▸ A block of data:
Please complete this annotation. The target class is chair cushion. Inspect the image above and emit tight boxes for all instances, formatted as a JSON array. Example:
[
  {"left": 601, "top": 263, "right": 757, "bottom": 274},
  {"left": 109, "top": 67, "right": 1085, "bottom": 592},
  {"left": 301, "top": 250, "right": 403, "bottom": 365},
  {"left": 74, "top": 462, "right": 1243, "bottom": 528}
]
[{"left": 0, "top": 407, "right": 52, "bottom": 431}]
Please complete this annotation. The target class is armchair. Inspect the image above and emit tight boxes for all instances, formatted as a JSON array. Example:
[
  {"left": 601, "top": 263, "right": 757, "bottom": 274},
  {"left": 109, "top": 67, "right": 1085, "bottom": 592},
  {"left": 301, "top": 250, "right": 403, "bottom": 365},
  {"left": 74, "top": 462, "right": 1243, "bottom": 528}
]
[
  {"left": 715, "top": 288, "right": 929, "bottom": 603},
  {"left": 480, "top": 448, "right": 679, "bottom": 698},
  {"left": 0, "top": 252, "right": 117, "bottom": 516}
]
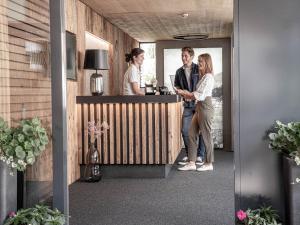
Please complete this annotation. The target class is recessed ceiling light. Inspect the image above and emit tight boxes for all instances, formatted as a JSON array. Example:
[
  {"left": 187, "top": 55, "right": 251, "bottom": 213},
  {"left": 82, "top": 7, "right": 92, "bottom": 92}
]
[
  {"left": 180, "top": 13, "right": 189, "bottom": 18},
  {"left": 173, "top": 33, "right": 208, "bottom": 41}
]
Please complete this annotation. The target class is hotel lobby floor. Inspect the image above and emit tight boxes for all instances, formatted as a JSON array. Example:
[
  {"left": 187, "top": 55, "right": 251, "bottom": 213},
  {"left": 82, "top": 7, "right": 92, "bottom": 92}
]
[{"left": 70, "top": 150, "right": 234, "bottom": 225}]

▸ SHORT TASK: Please state how many lines in the items above contain the word "armchair", giving only the number.

▸ ANSWER: 1